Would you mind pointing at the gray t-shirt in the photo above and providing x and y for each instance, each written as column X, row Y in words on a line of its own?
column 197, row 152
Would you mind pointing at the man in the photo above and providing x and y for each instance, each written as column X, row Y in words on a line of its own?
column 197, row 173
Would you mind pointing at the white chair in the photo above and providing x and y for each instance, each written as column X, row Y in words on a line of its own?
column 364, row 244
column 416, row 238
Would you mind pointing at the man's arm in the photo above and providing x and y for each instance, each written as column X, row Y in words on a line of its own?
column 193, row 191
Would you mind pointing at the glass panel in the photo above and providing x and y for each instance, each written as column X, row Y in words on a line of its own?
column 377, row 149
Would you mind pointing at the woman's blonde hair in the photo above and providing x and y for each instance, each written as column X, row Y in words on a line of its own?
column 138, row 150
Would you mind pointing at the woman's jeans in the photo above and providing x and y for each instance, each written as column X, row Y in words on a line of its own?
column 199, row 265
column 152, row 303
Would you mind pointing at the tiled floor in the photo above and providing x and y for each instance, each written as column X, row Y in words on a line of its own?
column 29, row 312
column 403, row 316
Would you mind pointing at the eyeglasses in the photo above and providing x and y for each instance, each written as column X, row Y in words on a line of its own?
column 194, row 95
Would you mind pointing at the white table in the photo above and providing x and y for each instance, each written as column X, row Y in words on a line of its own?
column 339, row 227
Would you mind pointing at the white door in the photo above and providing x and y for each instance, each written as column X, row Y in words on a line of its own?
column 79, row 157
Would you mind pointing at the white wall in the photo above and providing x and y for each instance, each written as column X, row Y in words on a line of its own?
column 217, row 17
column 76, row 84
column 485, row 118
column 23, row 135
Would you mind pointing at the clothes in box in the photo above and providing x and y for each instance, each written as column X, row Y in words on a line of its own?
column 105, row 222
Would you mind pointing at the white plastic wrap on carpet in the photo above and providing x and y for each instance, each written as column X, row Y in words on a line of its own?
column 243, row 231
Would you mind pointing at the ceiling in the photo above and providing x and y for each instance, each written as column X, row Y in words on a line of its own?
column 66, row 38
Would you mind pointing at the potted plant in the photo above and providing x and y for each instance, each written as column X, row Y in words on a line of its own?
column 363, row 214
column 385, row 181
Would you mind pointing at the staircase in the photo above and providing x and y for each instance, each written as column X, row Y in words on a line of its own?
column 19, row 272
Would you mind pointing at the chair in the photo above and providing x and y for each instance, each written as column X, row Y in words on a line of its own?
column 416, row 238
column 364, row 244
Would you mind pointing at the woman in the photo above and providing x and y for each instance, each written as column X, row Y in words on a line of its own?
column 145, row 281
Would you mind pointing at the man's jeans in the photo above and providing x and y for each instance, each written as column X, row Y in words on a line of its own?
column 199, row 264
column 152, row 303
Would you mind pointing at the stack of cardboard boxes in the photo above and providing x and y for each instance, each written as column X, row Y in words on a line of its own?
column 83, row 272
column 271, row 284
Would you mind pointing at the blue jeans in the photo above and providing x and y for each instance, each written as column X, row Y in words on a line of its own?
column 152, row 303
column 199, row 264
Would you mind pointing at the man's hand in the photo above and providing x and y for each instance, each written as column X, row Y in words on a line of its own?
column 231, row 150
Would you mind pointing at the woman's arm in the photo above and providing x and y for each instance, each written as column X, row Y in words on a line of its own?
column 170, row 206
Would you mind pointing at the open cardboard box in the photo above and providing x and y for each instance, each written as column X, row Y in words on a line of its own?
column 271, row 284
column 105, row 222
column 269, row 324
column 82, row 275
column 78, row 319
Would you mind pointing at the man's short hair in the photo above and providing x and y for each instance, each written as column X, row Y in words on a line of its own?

> [Task statement]: Recast every one of the lines above as a numbered list, leaving out any blank lines.

> [Solution to this problem]:
1. Would you mind pointing at the gray t-shirt in the photo above and providing x and y for each instance, each written as column X, row Y in words on a line of its own?
2. column 197, row 152
3. Would you mind pointing at the man in the photo above and providing x and y for each instance, each written as column X, row Y in words on a line of its own?
4. column 197, row 173
5. Would you mind pointing at the white chair in the photo above and providing x and y for each instance, each written as column X, row Y in words on a line of its own?
6. column 364, row 244
7. column 416, row 238
8. Would you mind pointing at the man's arm in the photo above and providing x and y for each instance, each written as column X, row Y in words on a line of its own?
9. column 193, row 191
10. Would you mind pointing at the glass panel in the photo above and providing x and y for each instance, each written as column X, row Y in words on a line of its own?
11. column 377, row 149
12. Would you mind pointing at the woman's blonde hair in the photo above and providing x and y for each instance, each written as column X, row Y in words on a line of its own?
13. column 138, row 150
14. Would you mind pointing at the woman's jeans in the photo above and providing x and y for each instance, each written as column X, row Y in words on a line of its own?
15. column 199, row 265
16. column 152, row 303
17. Would you mind pointing at the tiled floor in the photo above and providing x and y for each instance, each written as column X, row Y in words on a line of its own?
18. column 29, row 312
19. column 403, row 316
20. Would you mind pointing at the eyeglasses in the photo above and providing x and y for each instance, each written as column X, row Y in words on a line of its own?
21. column 194, row 95
22. Would you mind pointing at the white table in the photo above and providing x and y for each instance, each written as column X, row Y in words on a line of its own?
23. column 339, row 227
24. Would you mind pointing at the white door in the photo above and providing x and y for each instance, each written as column X, row Y in words on a line of its own?
25. column 79, row 157
26. Would you mind pointing at the white wall in the photo above and providing x and y for each instance, each written as column X, row Y in words on a line of its own?
27. column 217, row 17
28. column 76, row 84
29. column 485, row 118
30. column 23, row 135
31. Would you mind pointing at the clothes in box in the photo above and providing x and y for each instance, each written as column X, row Y in words on a line of its own?
32. column 105, row 222
33. Would you mind pointing at the white plastic wrap on carpet in the photo above and providing x and y for each instance, each written as column X, row Y in words on a line of its own?
34. column 243, row 231
35. Would you mind pointing at the ceiling in the photo above and providing x and y for each instance, each written as column X, row Y in words on a line of its own?
36. column 66, row 38
37. Would you mind pointing at the potted plant in the photo above and providing x and y for each instance, each written as column X, row Y in words on a line of its own?
38. column 363, row 214
39. column 385, row 181
40. Would you mind pointing at the staircase in the photo above and providing x and y for each instance, each written as column X, row Y in words on a line of its own?
41. column 19, row 272
42. Would you mind pointing at the chair in the photo above and providing x and y for each instance, each written as column X, row Y in words on a line of its own?
43. column 416, row 238
44. column 364, row 244
45. Would you mind pointing at the woman in the photo above and providing x and y for each instance, each written as column X, row Y in words on a line of its own?
46. column 145, row 281
47. Would you mind pointing at the man's jeans in the photo above and providing x and y for each instance, each written as column X, row Y in words on a line of its own?
48. column 199, row 264
49. column 152, row 303
50. Would you mind pointing at the stack of cardboard boxes in the photo above and providing x and y for each instance, each written as column X, row Y in words on a line of its own?
51. column 83, row 272
52. column 271, row 284
53. Would you mind pointing at the blue jeans in the photo above and providing x and y for each instance, each written as column X, row Y in words on a line of its own?
54. column 152, row 303
55. column 199, row 264
56. Would you mind pointing at the man's hand in the photo above and providing x and y for each instance, each written as column X, row Y in words on a line of its own?
57. column 231, row 150
58. Would you mind pointing at the woman's arm in the photo above and providing x and y for each instance, each written as column X, row Y in words on a line of its own?
59. column 170, row 206
60. Would you mind pointing at the open cardboard box in the photo above and providing x and y for each instance, each written as column X, row Y in words on a line of its own?
61. column 271, row 284
62. column 105, row 222
63. column 269, row 324
64. column 82, row 275
65. column 78, row 319
66. Would you mind pointing at the man's short hair in the photo above and providing x and y for each instance, each written as column X, row Y in words on a line of its own?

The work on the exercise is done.